◆ **Information shown**
[Start of Attachment]
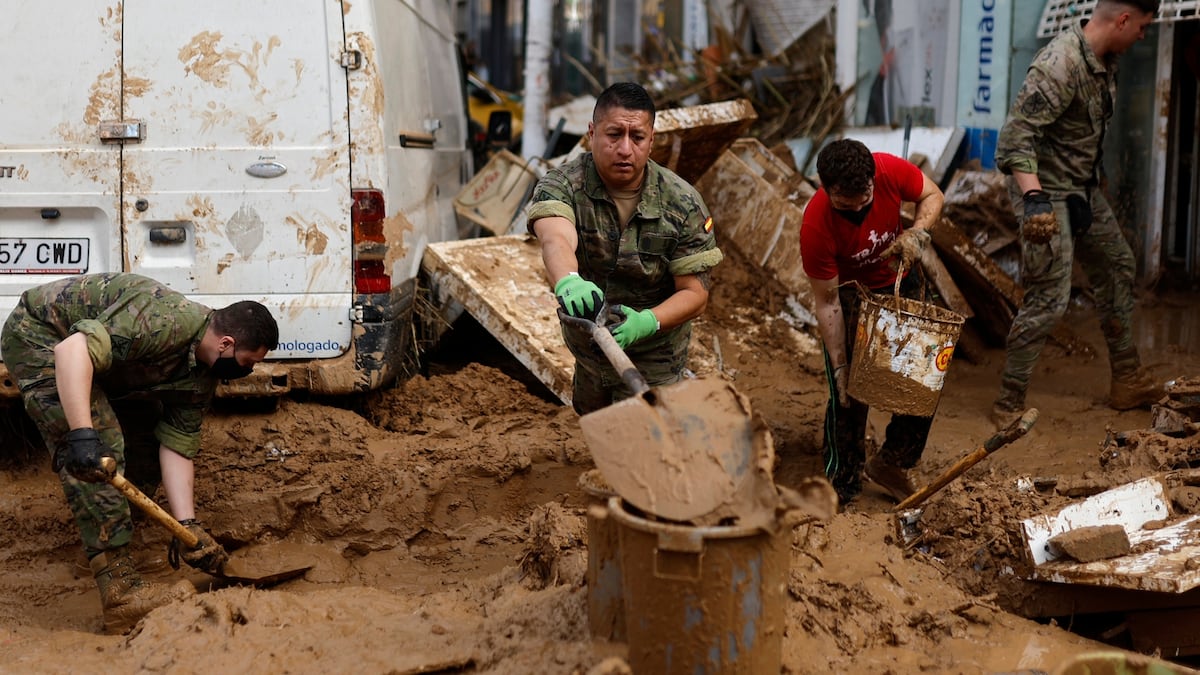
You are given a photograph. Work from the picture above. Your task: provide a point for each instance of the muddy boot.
(125, 596)
(1007, 408)
(892, 478)
(1134, 389)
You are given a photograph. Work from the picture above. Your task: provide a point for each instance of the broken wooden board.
(757, 203)
(492, 198)
(688, 141)
(1162, 556)
(502, 282)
[End of Attachment]
◆ **Instructions to follow**
The whole of the data needs to be copied word for word, though not its pictures.

◆ **Output**
You are given a photograph. Work from the picture above. Your task: provide a point for each instance of the muddy boot.
(125, 596)
(1007, 408)
(892, 478)
(1134, 389)
You are given a photograph. Work from the picture above. Your task: provide a point for each instance of the broken wooden board.
(757, 203)
(492, 198)
(688, 141)
(1162, 556)
(502, 282)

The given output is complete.